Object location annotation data
******

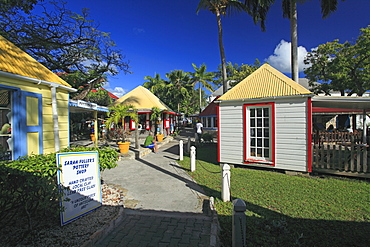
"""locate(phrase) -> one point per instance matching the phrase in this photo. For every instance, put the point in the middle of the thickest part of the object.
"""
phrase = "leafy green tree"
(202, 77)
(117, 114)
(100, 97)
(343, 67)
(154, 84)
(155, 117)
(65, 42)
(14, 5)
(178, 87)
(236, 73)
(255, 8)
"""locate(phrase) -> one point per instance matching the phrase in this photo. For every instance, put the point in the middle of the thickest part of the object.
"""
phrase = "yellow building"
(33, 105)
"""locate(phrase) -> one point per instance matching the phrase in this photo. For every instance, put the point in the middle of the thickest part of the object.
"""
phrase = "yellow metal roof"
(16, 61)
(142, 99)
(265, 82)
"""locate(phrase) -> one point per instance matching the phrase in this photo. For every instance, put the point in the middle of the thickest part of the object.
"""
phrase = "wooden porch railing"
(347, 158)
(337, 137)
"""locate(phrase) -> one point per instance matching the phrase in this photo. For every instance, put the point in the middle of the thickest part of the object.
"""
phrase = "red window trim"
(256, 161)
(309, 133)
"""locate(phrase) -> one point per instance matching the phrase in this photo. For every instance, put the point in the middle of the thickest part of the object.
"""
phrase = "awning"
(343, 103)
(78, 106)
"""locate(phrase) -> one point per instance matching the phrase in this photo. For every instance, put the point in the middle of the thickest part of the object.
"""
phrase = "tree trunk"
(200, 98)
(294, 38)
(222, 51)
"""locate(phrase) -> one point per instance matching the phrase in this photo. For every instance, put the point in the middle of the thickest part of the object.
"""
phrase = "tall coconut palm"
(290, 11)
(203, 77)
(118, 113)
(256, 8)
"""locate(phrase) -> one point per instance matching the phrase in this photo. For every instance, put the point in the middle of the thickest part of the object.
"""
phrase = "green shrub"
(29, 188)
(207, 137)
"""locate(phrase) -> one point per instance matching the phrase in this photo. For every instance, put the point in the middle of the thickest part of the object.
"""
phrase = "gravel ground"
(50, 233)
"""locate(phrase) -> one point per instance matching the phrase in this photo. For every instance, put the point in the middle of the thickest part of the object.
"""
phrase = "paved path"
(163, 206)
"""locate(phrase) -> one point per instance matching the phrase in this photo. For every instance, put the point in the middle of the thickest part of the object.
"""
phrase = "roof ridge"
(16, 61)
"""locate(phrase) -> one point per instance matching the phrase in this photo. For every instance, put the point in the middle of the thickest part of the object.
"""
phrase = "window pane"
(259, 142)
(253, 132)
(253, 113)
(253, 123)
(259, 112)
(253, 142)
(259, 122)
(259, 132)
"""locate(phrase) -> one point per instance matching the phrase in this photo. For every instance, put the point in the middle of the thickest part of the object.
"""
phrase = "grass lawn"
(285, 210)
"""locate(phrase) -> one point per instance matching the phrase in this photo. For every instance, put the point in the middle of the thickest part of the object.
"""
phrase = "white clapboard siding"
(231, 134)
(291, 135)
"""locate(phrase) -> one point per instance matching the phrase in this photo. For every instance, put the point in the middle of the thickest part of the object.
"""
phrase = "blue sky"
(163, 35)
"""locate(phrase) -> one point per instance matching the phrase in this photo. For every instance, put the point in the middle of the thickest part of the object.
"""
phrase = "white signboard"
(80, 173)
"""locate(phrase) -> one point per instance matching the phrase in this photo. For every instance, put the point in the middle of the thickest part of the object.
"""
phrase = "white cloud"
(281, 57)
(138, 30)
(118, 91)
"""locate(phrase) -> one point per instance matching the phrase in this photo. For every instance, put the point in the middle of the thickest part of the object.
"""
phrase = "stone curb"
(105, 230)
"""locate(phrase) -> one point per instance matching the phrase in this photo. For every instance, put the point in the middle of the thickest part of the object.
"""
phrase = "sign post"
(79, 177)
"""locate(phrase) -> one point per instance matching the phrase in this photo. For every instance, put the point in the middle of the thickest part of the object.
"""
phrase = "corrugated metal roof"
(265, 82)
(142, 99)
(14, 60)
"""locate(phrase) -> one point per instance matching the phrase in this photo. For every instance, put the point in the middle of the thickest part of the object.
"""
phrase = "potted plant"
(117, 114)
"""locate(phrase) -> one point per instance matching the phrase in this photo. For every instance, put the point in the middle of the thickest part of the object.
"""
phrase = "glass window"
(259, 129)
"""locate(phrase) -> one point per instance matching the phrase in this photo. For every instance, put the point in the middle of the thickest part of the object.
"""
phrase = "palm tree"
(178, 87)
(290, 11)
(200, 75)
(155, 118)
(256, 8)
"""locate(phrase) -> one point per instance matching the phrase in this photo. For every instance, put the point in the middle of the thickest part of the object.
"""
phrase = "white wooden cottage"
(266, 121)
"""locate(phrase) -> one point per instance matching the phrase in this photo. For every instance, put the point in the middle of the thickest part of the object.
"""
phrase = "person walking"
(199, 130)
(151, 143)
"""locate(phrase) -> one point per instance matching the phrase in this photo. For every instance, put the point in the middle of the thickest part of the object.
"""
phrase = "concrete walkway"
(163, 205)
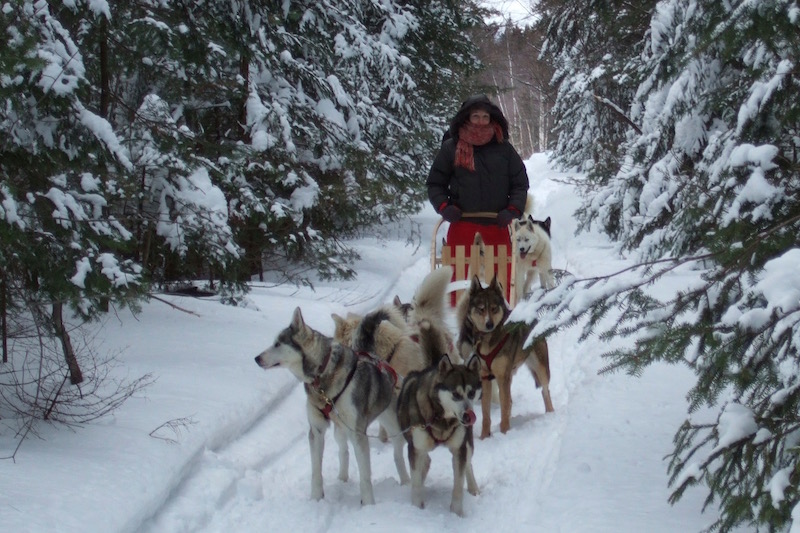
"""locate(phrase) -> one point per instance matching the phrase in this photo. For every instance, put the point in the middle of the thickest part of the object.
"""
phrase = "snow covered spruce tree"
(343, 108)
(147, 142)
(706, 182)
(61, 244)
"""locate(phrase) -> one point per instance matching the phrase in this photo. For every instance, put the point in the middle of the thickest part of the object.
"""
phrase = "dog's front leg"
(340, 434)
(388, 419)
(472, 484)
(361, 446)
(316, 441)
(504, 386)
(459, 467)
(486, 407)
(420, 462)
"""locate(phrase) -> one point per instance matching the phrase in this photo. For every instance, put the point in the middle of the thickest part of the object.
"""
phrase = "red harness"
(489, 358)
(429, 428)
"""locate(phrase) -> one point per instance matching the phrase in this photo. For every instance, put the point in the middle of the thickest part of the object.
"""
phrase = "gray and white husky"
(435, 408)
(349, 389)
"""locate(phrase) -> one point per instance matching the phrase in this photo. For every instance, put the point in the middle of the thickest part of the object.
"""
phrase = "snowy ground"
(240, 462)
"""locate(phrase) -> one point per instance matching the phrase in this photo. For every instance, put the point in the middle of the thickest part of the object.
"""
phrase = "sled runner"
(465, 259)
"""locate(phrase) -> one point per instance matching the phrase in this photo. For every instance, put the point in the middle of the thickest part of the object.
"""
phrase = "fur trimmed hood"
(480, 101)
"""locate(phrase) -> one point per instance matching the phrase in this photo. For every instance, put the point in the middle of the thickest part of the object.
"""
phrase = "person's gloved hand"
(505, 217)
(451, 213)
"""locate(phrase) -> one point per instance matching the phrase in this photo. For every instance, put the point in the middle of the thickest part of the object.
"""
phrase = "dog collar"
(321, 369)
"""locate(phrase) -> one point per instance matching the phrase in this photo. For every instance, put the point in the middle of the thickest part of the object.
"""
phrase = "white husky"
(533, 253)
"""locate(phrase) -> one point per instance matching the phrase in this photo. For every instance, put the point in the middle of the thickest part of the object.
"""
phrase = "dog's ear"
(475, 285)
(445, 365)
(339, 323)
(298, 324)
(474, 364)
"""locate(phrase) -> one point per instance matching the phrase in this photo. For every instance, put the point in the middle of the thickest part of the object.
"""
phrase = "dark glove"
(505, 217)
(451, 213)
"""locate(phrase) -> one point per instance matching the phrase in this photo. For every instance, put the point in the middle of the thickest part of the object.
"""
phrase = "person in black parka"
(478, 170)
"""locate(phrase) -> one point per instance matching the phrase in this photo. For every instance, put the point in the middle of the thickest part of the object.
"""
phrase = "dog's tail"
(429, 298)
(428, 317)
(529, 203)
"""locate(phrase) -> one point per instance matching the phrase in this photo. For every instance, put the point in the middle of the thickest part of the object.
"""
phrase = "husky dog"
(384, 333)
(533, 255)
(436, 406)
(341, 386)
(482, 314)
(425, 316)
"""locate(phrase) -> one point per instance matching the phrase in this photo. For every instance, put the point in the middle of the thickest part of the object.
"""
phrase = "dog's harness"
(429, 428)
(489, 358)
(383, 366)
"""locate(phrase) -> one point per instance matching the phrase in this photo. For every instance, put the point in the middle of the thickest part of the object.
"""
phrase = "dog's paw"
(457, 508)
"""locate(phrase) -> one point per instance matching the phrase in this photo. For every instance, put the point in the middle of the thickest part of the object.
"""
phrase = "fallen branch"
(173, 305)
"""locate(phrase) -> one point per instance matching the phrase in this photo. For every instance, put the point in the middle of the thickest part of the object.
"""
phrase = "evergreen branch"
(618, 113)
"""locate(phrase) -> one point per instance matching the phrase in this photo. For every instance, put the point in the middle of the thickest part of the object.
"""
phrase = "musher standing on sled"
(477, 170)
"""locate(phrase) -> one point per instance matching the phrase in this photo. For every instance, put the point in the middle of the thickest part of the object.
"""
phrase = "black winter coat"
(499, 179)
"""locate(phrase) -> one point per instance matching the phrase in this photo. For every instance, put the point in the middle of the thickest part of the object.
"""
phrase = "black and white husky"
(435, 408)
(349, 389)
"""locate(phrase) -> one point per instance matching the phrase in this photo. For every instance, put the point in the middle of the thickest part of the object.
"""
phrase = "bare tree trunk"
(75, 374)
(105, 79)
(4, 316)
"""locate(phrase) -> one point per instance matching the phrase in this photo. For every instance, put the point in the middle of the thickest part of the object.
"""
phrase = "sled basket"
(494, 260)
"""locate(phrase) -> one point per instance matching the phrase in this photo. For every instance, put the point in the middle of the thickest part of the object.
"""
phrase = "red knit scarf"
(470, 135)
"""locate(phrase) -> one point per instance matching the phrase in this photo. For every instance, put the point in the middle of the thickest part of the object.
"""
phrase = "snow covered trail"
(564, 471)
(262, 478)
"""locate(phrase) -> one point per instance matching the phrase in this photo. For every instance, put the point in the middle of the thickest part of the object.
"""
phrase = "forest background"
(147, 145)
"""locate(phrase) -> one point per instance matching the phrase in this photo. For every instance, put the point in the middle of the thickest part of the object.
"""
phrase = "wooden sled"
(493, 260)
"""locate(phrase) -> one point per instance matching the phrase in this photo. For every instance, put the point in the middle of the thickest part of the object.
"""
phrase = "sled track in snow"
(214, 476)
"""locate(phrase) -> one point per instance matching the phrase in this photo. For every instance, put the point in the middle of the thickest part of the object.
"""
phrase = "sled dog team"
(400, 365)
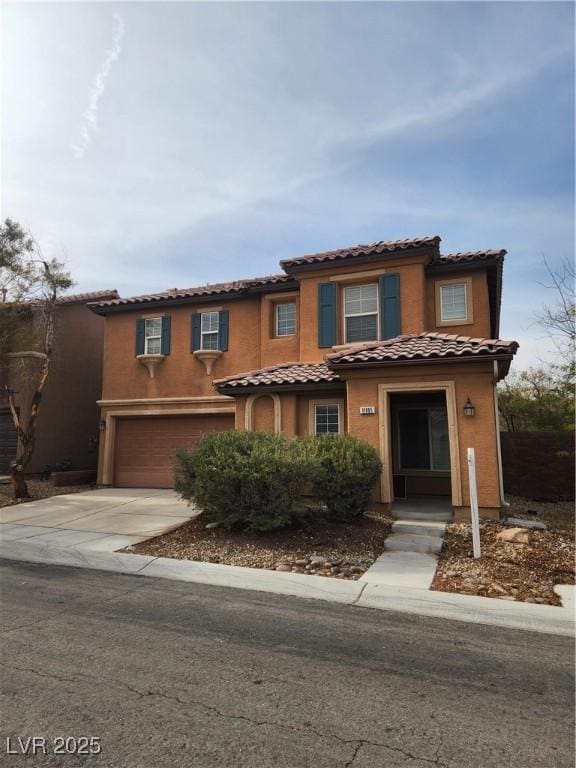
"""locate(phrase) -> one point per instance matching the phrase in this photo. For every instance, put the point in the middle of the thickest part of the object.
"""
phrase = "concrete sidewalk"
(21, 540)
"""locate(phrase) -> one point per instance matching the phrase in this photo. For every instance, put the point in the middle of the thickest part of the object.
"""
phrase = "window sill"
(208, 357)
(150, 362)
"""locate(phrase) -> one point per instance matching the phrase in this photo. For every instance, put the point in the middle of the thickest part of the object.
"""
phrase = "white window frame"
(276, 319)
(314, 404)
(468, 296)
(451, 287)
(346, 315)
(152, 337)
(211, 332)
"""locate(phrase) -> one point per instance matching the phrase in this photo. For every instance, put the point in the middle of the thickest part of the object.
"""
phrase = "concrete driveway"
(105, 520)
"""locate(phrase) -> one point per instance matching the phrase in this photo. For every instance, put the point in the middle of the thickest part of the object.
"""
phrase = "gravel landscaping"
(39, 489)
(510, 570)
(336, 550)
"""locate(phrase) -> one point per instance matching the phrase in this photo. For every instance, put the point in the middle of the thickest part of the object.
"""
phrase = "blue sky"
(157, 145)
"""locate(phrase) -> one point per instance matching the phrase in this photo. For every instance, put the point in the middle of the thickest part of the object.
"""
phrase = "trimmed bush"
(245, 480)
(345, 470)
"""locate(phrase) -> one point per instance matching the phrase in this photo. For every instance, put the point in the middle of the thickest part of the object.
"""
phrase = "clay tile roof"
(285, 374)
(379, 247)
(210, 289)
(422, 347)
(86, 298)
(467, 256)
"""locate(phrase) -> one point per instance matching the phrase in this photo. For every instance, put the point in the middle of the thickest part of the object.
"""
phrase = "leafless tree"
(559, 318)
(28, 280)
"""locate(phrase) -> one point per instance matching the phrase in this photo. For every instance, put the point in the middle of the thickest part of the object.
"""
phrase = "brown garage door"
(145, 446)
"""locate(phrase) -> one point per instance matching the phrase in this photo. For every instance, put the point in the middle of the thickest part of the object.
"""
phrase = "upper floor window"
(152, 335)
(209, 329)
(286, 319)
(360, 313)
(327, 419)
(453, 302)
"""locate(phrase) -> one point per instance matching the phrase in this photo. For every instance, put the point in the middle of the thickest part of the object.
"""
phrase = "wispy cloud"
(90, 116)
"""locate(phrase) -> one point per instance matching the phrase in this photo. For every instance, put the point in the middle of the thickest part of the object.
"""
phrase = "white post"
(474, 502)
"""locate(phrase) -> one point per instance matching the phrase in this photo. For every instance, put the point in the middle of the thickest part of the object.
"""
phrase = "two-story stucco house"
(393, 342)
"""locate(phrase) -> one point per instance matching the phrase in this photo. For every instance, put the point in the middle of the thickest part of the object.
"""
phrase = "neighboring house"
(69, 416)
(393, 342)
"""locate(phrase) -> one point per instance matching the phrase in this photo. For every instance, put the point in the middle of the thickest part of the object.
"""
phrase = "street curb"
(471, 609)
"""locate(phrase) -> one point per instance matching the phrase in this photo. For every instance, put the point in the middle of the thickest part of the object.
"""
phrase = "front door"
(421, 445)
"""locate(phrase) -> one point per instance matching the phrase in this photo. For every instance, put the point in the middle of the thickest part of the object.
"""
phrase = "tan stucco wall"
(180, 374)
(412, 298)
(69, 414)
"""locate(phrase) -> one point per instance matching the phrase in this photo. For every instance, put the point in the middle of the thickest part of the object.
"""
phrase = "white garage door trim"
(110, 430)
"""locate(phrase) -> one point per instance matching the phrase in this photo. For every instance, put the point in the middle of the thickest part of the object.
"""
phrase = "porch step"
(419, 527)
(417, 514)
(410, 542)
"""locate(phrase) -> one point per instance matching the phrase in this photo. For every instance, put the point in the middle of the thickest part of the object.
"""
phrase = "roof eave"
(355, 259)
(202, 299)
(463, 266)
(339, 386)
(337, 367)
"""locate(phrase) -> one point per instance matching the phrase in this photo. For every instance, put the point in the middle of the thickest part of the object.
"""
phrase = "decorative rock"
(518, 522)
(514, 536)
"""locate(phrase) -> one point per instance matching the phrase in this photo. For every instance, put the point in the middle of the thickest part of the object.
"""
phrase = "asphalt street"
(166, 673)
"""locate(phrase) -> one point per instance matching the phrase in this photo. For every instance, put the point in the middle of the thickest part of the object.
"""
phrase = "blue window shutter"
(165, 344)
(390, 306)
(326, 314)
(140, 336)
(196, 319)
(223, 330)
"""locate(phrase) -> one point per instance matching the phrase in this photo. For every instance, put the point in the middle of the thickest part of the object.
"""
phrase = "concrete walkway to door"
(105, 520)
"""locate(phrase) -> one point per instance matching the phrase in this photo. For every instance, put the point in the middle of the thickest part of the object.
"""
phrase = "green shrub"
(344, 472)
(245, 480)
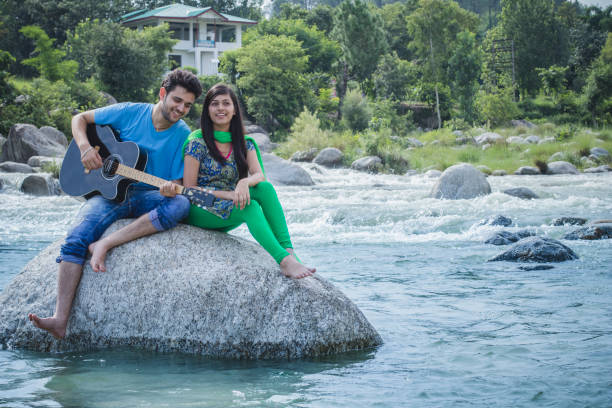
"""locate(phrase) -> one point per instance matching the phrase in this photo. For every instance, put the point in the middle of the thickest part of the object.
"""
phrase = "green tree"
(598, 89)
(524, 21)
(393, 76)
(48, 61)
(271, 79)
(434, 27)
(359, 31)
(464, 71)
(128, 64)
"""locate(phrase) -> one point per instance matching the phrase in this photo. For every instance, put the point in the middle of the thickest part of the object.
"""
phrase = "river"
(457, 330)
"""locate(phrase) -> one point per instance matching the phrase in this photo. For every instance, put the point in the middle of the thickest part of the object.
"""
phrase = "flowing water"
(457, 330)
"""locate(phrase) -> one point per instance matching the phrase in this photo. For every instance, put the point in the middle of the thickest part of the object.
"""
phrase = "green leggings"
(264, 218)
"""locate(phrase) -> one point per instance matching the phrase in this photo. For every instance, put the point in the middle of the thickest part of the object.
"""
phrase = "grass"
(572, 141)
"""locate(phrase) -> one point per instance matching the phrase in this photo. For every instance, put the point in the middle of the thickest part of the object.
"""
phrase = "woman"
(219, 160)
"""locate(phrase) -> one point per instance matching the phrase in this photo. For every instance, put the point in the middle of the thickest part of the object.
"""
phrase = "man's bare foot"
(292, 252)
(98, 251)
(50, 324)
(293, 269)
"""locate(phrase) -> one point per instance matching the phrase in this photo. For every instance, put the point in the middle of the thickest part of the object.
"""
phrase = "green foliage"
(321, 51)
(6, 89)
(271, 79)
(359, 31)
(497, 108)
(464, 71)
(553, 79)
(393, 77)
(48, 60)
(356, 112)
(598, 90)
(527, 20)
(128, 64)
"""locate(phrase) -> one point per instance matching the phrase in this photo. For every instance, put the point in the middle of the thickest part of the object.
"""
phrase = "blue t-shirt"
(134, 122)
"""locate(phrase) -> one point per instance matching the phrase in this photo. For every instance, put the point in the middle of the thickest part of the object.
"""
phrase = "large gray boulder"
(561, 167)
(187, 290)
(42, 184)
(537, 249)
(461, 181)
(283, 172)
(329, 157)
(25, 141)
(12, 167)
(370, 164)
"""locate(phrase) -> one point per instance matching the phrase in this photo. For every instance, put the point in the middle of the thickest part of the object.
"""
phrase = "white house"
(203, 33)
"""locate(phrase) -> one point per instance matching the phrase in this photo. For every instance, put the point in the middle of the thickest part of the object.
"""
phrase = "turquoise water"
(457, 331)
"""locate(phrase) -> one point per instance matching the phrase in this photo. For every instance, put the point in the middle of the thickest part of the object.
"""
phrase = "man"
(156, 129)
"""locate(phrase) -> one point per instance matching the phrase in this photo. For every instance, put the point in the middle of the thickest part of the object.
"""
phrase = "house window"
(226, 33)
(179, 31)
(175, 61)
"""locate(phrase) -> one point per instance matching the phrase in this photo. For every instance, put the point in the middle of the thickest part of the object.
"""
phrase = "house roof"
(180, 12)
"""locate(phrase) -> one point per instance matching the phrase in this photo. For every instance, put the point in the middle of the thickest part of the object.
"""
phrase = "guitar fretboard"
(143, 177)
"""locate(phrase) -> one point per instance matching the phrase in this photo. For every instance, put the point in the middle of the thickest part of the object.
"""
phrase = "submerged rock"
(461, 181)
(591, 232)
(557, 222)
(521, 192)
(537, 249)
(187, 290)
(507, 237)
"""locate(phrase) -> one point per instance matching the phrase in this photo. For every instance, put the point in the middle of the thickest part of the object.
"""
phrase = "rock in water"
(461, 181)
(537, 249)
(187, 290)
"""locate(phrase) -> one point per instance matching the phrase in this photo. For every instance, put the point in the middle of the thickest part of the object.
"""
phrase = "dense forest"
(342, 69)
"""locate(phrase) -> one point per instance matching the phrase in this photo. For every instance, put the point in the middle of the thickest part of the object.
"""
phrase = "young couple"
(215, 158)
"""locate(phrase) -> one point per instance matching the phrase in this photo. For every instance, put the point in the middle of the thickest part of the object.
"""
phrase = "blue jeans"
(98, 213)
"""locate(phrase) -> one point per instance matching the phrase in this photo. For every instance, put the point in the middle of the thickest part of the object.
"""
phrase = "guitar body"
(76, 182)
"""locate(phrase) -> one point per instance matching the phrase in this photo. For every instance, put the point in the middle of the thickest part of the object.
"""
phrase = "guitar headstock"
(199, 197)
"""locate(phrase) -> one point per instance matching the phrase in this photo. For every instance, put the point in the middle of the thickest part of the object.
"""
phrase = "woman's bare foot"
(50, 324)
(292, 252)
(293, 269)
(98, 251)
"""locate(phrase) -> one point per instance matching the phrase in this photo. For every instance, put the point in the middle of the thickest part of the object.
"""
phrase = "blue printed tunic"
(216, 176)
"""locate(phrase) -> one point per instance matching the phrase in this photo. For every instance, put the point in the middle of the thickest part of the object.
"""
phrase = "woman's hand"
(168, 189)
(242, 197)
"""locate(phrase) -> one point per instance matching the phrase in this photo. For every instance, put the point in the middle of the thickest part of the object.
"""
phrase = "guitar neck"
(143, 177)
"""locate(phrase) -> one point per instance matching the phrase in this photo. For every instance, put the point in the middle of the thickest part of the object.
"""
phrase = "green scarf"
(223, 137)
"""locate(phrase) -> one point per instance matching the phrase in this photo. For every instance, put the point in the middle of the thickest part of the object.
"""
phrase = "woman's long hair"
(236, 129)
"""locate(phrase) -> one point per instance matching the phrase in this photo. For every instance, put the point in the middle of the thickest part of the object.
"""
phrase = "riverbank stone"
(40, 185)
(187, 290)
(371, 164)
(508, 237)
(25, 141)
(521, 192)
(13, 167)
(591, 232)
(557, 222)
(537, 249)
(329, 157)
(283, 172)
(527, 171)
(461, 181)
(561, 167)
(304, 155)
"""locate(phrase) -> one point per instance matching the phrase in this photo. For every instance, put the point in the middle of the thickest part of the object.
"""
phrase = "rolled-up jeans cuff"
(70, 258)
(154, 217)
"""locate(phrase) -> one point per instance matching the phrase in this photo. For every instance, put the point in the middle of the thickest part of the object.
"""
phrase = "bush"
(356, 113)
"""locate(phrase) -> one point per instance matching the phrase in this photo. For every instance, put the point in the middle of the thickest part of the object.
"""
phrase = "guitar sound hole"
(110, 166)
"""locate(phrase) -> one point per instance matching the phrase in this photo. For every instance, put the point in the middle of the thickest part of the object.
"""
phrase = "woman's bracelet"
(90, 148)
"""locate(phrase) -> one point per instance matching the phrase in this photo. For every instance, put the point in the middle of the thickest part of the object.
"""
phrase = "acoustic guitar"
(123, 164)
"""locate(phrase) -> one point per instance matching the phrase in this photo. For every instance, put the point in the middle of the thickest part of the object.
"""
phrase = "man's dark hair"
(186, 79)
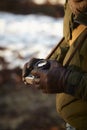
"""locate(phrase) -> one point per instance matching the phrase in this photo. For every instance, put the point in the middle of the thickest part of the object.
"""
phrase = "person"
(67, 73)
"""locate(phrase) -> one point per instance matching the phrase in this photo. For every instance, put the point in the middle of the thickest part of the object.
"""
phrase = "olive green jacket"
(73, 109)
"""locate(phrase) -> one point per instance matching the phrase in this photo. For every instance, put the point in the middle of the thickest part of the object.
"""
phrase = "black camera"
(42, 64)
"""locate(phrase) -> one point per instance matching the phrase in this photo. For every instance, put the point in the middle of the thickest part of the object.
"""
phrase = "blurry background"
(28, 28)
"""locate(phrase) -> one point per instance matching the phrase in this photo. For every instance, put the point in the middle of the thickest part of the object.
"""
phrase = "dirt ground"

******

How many lines of the material above contain the string "forest"? Matching is case-sensitive, and the reply should be the number alone.

Response
2